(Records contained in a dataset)

━━━━━━━━━━

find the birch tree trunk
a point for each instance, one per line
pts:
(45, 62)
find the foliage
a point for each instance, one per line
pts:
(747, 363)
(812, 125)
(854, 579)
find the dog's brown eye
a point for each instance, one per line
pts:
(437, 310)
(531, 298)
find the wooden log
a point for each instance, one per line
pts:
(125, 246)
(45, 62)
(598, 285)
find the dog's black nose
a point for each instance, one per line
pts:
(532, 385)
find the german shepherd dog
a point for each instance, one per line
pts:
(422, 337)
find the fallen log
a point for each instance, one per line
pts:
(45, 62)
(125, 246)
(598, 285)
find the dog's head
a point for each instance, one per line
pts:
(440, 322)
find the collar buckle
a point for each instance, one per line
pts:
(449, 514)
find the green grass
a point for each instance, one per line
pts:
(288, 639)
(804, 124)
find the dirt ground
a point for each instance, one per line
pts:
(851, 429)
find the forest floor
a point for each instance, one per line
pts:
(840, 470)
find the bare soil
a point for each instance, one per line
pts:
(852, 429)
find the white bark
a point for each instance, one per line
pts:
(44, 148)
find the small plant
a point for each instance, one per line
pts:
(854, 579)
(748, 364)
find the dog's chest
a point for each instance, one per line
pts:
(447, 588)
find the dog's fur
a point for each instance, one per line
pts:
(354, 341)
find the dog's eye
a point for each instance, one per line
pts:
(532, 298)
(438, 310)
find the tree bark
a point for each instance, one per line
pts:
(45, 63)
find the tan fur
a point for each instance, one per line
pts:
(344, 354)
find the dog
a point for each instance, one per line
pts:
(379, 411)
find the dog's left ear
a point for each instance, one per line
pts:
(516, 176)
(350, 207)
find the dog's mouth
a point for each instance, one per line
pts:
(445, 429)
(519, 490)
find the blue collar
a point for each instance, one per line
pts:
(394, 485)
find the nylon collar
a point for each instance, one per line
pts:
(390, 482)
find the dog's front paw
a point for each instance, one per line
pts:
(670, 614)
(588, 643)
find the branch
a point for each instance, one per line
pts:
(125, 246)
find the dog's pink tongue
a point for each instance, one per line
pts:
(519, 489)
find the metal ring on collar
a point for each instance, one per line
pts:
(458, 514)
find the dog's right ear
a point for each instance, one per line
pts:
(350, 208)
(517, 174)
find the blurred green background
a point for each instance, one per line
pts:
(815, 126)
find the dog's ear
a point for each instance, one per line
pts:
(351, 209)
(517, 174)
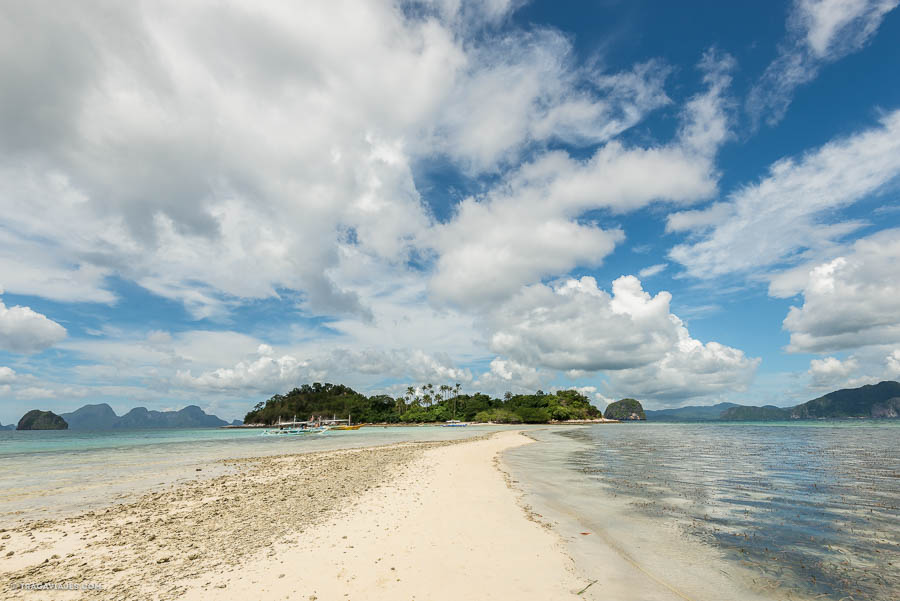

━━━━━━━━━━

- Task to complete: Without the images, output all the entries exactly as they stand.

- Result of this task:
find the birch tree trunk
a point for each instance, one per line
pts:
(45, 62)
find the foliage
a point for each instance, one per line
pts:
(747, 363)
(812, 125)
(854, 579)
find the dog's brown eye
a point for each instance, one per line
pts:
(437, 310)
(531, 298)
find the wooden log
a point for each instance, one per line
pts:
(125, 246)
(45, 62)
(598, 285)
find the dog's black nose
a point for each instance, one per line
pts:
(532, 385)
find the german shepherd dog
a point for each instance, one per line
pts:
(422, 337)
find the fallen log
a point for each instance, one per line
pts:
(45, 62)
(125, 246)
(598, 285)
find the dog's head
a point for each instance, one per line
pts:
(440, 322)
find the collar buckle
a point for each instance, one per line
pts:
(449, 514)
find the green grass
a point for each instance, one per line
pts:
(288, 639)
(804, 124)
find the dirt ground
a point for each instance, one per line
pts:
(851, 429)
find the forest floor
a point for each instance, one per line
pts:
(840, 470)
find the bare soil
a point for each instance, one per line
pts:
(852, 429)
find the white bark
a point for each instance, one per line
pts:
(44, 148)
find the small plant
a point for each instance, one per line
pts:
(854, 579)
(748, 364)
find the dog's chest
a point for each instance, one per line
pts:
(447, 588)
find the dog's fur
a point for each instance, one per line
pts:
(354, 341)
find the dog's eye
a point for each instance, one per line
pts:
(532, 298)
(438, 310)
find the tree bark
a point for each instance, one per line
pts:
(45, 63)
find the tan fur
a point for each instance, one per line
pts:
(344, 354)
find the dog
a point for each instance, one per line
pts:
(379, 411)
find the dog's left ear
a point for each instance, one per line
pts:
(516, 176)
(350, 207)
find the dog's mouth
a point for each instance, one per line
pts:
(445, 429)
(519, 490)
find the blue collar
a point for each instance, one per line
pts:
(394, 485)
find the nylon collar
a point for each instance, one per line
pts:
(390, 482)
find the dog's front paw
a point for each instance, one per line
pts:
(670, 614)
(588, 643)
find the branch
a point for each instance, one per line
pts:
(125, 246)
find the dog's pink tongue
a point for each instance, one per line
pts:
(519, 489)
find the metal ring on collar
a point for each instance, one per line
pts:
(458, 514)
find the dog's right ear
a point for each instance, one per line
pts:
(350, 208)
(517, 174)
find the blurred green background
a point for each instance, one per line
pts:
(815, 126)
find the dog's ear
a point for each instance, one per line
pts:
(351, 209)
(517, 174)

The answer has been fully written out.